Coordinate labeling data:
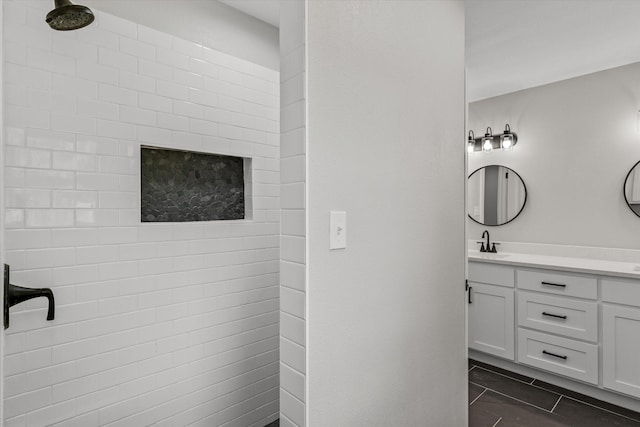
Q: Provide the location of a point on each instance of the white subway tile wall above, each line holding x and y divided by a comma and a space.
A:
293, 215
165, 324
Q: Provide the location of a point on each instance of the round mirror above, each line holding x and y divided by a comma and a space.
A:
495, 195
632, 189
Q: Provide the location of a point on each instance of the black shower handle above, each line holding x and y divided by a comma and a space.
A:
16, 294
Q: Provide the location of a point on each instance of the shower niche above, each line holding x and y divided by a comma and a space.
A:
184, 186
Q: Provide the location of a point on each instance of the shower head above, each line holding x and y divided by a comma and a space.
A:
68, 16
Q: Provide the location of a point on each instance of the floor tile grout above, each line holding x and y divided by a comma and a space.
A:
560, 395
478, 397
511, 397
557, 401
520, 381
601, 408
507, 376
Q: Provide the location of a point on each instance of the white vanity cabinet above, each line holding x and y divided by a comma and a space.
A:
621, 335
491, 309
576, 321
558, 323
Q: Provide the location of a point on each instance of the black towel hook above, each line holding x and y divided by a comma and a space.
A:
16, 294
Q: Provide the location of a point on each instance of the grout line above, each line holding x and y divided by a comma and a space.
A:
480, 395
557, 401
522, 382
511, 397
601, 408
542, 388
506, 376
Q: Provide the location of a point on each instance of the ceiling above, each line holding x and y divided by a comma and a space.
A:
516, 44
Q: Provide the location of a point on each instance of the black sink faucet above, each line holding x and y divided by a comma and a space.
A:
488, 246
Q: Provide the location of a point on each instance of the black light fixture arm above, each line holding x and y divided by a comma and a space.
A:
16, 294
476, 143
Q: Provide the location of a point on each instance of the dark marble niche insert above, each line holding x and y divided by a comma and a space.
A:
180, 186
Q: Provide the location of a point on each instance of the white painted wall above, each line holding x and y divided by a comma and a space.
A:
385, 126
154, 322
577, 140
208, 22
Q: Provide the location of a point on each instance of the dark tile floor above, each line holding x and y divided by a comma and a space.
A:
500, 398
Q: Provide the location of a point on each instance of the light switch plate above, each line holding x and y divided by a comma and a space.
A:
338, 230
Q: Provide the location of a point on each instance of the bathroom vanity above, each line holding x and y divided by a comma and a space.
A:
569, 321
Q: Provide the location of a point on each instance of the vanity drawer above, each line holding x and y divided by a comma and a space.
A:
491, 274
569, 317
558, 283
562, 356
621, 291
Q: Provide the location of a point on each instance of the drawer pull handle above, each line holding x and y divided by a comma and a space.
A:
557, 316
554, 355
560, 285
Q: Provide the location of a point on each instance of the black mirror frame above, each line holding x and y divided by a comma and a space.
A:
524, 203
624, 188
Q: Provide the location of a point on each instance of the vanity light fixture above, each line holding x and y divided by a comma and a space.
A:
506, 139
489, 142
471, 142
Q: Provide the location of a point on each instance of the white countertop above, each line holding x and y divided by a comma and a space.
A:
579, 265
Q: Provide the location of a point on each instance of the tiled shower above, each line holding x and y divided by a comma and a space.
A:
174, 323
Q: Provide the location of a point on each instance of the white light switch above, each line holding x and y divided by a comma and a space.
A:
338, 230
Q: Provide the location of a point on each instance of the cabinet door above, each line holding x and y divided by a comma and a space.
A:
620, 349
491, 320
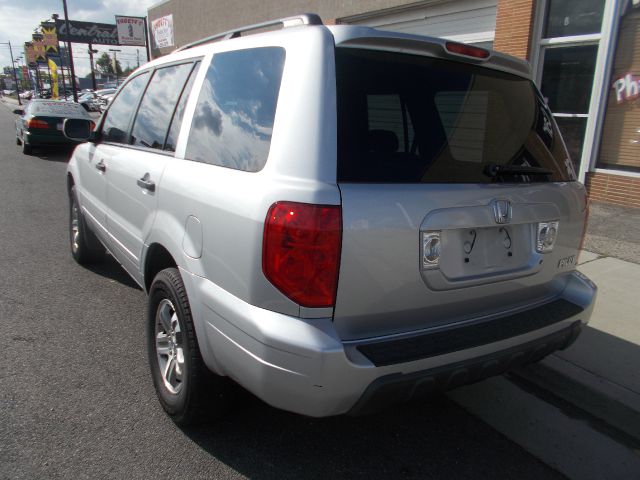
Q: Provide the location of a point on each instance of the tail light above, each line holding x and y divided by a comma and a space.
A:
467, 50
301, 251
36, 123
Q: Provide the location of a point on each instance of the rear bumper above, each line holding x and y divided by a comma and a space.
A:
302, 365
39, 139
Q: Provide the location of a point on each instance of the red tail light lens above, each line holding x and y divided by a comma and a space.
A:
467, 50
301, 251
35, 123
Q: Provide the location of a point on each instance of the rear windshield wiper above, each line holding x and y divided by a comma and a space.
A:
495, 170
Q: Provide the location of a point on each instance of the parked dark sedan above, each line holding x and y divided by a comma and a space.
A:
40, 123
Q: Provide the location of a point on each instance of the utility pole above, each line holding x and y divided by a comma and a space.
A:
73, 70
54, 17
13, 67
115, 62
93, 73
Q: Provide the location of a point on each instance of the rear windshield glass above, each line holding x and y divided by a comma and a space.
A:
412, 119
58, 109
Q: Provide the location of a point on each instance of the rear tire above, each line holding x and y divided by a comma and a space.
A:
85, 247
187, 390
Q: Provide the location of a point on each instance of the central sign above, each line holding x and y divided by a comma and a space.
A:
87, 32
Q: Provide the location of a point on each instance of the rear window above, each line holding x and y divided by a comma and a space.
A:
412, 119
58, 109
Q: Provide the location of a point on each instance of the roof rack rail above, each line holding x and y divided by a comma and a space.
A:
303, 19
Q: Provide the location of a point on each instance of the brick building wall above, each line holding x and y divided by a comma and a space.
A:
514, 25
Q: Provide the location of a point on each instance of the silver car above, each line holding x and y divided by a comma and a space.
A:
333, 217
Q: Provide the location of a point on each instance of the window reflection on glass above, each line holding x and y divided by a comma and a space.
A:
116, 124
573, 17
572, 130
567, 78
176, 122
235, 111
157, 106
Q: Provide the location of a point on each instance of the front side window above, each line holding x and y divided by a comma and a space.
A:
236, 109
158, 104
116, 124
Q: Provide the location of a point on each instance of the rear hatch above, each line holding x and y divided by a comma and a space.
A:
459, 199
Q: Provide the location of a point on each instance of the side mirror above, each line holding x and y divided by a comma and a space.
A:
77, 129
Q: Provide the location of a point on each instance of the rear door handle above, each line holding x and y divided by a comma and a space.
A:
146, 183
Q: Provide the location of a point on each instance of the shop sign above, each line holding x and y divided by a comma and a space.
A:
130, 31
30, 53
627, 88
39, 49
49, 38
87, 32
162, 30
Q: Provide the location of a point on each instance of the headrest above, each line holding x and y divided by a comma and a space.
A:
383, 141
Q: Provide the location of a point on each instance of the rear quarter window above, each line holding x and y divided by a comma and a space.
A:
412, 119
234, 115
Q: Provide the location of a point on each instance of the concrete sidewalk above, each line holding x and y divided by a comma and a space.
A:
600, 372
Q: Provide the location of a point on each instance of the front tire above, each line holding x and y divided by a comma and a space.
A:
186, 389
85, 247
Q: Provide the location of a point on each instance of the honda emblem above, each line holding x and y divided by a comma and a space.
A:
502, 211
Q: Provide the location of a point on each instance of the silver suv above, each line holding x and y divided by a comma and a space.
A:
334, 217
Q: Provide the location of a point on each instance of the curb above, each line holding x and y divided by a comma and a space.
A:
615, 405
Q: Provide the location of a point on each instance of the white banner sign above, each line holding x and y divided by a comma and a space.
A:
130, 31
162, 30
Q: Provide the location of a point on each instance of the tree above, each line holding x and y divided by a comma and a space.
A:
104, 65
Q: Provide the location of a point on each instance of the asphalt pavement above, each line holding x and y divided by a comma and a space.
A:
76, 399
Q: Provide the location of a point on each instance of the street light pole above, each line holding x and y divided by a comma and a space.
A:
115, 62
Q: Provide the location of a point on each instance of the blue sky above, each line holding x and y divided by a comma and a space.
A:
19, 18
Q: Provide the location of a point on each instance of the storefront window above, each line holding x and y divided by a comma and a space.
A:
568, 77
620, 143
573, 17
568, 57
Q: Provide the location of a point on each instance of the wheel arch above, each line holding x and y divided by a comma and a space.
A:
156, 259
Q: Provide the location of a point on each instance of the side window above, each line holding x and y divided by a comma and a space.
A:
158, 104
116, 124
176, 122
234, 116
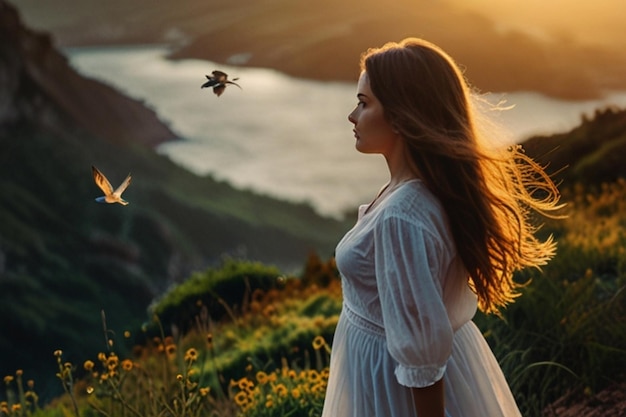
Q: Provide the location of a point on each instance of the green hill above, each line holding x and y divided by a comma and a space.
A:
64, 257
592, 153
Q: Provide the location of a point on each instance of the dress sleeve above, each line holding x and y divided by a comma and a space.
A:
409, 260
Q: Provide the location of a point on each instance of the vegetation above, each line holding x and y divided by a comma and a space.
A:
266, 354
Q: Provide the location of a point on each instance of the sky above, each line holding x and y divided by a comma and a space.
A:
598, 22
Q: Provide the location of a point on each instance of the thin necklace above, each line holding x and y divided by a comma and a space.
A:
385, 190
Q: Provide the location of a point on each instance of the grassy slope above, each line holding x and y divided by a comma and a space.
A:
323, 39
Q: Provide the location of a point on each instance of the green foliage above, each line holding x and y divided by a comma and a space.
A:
218, 289
567, 331
66, 258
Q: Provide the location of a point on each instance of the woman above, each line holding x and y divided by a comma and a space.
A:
441, 238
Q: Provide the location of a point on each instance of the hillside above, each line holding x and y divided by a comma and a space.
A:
63, 257
592, 153
323, 40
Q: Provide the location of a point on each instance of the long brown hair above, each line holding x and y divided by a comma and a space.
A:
488, 194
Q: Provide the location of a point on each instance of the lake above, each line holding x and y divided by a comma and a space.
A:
283, 136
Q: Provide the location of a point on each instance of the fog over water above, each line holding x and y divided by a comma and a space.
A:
279, 135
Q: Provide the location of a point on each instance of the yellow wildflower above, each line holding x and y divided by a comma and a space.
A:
191, 355
318, 342
127, 365
262, 377
280, 390
88, 365
241, 399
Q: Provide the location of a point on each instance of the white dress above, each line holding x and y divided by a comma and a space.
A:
406, 317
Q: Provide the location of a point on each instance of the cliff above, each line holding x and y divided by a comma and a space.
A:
37, 84
65, 258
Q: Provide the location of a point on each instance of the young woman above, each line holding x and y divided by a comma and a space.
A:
442, 237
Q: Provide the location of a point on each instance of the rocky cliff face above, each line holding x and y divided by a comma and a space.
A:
38, 85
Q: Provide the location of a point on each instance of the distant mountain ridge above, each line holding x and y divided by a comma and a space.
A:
65, 258
39, 79
592, 153
323, 40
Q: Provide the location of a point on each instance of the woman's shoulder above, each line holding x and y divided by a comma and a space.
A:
414, 203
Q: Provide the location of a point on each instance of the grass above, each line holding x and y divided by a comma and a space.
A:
266, 354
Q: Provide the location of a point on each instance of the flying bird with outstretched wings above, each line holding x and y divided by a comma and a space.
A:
218, 80
110, 195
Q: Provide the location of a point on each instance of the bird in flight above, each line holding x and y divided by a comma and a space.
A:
218, 81
110, 196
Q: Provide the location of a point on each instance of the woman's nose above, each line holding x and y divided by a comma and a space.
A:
351, 118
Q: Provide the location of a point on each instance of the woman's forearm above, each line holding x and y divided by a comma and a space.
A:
429, 401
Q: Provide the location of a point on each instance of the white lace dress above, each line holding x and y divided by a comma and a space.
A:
406, 318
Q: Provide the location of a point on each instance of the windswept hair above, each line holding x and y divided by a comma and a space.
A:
488, 194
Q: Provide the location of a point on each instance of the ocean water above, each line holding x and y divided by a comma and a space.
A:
284, 136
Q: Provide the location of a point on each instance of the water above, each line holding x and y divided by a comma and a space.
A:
279, 135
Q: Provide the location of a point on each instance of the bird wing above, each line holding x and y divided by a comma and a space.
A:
230, 82
119, 190
102, 181
220, 76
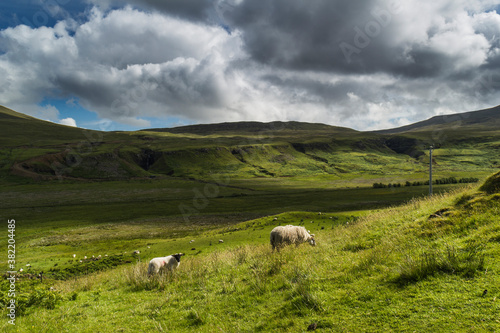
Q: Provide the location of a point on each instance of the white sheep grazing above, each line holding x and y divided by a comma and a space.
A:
285, 235
169, 263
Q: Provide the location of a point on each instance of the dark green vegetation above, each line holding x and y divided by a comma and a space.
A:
441, 181
239, 151
421, 266
429, 265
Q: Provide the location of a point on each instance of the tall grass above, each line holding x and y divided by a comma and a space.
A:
466, 262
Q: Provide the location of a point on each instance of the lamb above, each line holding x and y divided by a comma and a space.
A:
169, 263
285, 235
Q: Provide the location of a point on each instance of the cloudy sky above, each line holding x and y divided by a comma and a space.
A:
131, 64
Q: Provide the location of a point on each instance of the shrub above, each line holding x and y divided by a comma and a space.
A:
465, 262
492, 184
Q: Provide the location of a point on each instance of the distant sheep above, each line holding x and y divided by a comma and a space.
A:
169, 263
286, 235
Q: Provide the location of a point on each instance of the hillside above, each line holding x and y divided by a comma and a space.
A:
485, 120
239, 150
429, 265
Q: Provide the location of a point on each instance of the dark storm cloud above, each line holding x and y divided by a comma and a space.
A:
363, 64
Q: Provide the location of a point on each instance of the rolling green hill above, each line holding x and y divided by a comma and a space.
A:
34, 150
484, 120
429, 265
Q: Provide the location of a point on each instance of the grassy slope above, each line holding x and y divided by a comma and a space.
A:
417, 267
238, 150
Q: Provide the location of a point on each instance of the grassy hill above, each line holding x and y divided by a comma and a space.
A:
429, 265
485, 120
243, 150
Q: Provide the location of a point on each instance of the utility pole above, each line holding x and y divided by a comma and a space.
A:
430, 170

TASK GOAL: Return exactly the lines from the line bearing "of the shrub" to the end of the records, inclusive of both; include no other lines.

RESPONSE:
Q: Provide the location of a point on each instance of the shrub above, each line holding x and y divided by a comma and a space.
A:
465, 262
492, 184
Q: Provide the location of a point on each instance of the distant sheep above, each line holding x and y divided by a comma and a space.
A:
169, 263
286, 235
Q: Provide the location of a point on each instance of the hillside above, each line holding x and y divided by a comma and a space.
A:
485, 120
239, 150
429, 265
Q: Provide the location of a point on each instance of the dark storm cloud above, each line holding x and y divided by a comma and a space.
A:
363, 64
Q: Provide the location of a point on each instance of the rolling green hill above, each line holding x and y divided by a comma and a space.
A:
34, 150
484, 120
429, 265
Q: Provide the location of a point on each instance of the grassy slope above, each line holding x and y divided by a comma and a space.
A:
417, 267
238, 150
Q: Provide the location of a point on each instance of the grassy hill above, each line holding x and y divided by a comma and a space.
A:
429, 265
485, 120
243, 150
Q: Provide the location of a point on each instance of the utility pole above, each line holding x and y divided by a comma and a space.
A:
430, 170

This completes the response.